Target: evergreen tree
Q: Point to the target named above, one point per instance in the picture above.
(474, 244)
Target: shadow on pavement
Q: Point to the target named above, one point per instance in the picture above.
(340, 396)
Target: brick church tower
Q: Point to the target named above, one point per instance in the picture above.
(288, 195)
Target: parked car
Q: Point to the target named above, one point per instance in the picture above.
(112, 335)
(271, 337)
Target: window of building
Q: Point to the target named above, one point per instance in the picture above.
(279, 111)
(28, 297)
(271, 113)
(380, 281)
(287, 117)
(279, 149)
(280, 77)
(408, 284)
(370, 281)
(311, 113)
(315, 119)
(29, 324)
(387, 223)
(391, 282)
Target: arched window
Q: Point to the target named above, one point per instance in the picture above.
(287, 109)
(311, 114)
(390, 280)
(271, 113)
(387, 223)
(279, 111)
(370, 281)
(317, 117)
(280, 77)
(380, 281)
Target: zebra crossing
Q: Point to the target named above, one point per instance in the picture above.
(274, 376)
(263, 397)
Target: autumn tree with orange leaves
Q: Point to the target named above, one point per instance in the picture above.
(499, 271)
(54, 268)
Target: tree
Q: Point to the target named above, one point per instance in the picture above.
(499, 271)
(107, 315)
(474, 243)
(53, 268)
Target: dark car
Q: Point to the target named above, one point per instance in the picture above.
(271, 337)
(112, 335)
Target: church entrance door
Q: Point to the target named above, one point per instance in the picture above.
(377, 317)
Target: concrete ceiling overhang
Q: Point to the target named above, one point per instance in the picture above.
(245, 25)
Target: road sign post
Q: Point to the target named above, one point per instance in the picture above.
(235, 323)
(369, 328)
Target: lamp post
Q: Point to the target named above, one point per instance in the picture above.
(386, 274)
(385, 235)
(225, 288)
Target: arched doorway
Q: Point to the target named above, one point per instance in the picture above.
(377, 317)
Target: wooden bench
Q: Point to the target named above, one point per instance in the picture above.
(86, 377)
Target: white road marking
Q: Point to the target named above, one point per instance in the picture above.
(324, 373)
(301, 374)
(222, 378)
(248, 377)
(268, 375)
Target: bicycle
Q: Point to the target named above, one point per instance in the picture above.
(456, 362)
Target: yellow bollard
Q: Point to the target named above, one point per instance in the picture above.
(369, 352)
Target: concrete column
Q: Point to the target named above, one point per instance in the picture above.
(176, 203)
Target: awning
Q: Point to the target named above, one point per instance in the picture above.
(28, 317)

○ ○ ○ ○ ○ ○ ○

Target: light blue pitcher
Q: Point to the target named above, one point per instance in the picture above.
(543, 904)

○ ○ ○ ○ ○ ○ ○

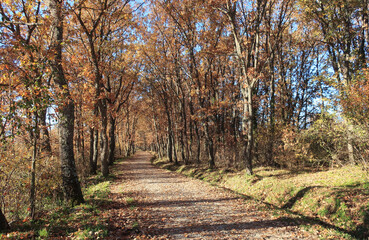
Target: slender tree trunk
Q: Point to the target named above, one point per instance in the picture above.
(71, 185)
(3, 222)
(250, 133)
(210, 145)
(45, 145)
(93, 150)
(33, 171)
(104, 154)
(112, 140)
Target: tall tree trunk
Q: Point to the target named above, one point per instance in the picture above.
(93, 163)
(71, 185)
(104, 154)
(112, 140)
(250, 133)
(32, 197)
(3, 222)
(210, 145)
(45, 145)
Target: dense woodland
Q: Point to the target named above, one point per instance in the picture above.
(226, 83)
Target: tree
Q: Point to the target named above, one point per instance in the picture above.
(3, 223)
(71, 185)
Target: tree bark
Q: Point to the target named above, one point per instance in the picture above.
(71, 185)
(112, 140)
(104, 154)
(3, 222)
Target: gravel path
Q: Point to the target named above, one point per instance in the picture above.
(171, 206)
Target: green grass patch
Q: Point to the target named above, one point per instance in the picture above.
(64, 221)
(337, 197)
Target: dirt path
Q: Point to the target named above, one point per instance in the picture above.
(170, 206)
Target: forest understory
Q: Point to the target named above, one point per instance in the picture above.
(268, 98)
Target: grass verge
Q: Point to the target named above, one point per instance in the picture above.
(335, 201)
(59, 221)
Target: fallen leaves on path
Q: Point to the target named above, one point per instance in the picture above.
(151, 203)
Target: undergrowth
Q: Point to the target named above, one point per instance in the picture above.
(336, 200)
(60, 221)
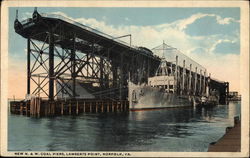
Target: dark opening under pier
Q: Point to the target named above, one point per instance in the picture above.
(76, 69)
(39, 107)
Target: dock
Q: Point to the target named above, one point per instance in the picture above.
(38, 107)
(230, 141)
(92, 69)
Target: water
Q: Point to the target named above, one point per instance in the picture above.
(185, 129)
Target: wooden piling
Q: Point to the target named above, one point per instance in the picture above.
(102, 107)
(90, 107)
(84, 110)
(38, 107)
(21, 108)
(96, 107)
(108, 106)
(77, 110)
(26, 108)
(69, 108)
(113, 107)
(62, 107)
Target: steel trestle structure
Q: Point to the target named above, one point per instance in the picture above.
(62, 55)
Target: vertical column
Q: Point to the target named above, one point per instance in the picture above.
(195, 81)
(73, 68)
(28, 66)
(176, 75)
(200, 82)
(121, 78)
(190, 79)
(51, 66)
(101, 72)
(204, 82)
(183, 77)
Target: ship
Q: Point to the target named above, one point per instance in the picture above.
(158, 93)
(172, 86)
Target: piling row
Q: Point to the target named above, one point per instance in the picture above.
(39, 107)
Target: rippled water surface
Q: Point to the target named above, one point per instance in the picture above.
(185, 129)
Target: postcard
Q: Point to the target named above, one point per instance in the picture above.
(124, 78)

○ ○ ○ ○ ○ ○ ○

Count the lines of the records above that contain the string "dark", treating uppercase and lowercase letters as distinct, and give only the number.

2